WORK TASK: Can you reproduce, word for word, the passage of the lncRNA-disease association abstract below from "Accéder au contenu" up to and including "Diego, Calif.) (2019-06-22)"?

DOCUMENT SECTION:
Accéder au contenu
Merck

Weighted matrix factorization on multi-relational data for LncRNA-disease association prediction.

Methods (San Diego, Calif.) (2019-06-22)
Yuehui Wang, Guoxian Yu, Jun Wang, Guangyuan Fu, Maozu Guo, Carlotta Domeniconi
RÉSUMÉ

Influx evidences show that red long non-coding RNAs (lncRNAs) play important roles in various critical biological processes, and they afffect the development and progression of various human diseases. Therefore, it is necessary to precisely identify the lncRNA-disease associations. The identification precision can be improved by developing data integrative models. However, current models mainly need to project heterogeneous data onto the homologous networks, and then merge these networks into a composite one for integrative prediction. We recognize that this projection overrides the individual structure of the heterogeneous data, and the combination is impacted by noisy networks. As a result, the performance is compromised. Given that, we introduce a weighted matrix factorization model on multi-relational data to predict LncRNA-disease associations (WMFLDA). WMFLDA firstly uses a heterogeneous network to capture the inter(intra)-associations between different types of nodes (including genes, lncRNAs, and Disease Ontology terms). Then, it presets weights to these inter-association and intra-association matrices of the network, and cooperatively decomposes these matrices into low-rank ones to explore the underlying relationships between nodes. Next, it jointly optimizes the low-rank matrices and the weights. After that, WMFLDA approximates the lncRNA-disease association matrix using the optimized matrices and weights, and thus to achieve the prediction. WMFLDA obtains a much better performance than related data integrative solutions across different experiment settings and evaluation metrics. It can not only respect the intrinsic structures of individual data sources, but can also fuse them with selection.

[Stored items]
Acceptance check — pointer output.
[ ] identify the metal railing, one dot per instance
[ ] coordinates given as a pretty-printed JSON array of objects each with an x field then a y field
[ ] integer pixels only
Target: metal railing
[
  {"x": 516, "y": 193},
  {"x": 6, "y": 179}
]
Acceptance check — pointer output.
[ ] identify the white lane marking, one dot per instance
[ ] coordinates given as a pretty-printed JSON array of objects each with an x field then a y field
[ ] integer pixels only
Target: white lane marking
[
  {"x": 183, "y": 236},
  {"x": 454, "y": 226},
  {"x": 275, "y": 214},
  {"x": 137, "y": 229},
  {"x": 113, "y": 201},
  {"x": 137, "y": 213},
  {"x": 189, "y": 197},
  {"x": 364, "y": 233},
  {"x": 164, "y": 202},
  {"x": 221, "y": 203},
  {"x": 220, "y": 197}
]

ANSWER TO THE EXERCISE:
Accéder au contenu
Merck

Weighted matrix factorization on multi-relational data for LncRNA-disease association prediction.

Methods (San Diego, Calif.) (2019-06-22)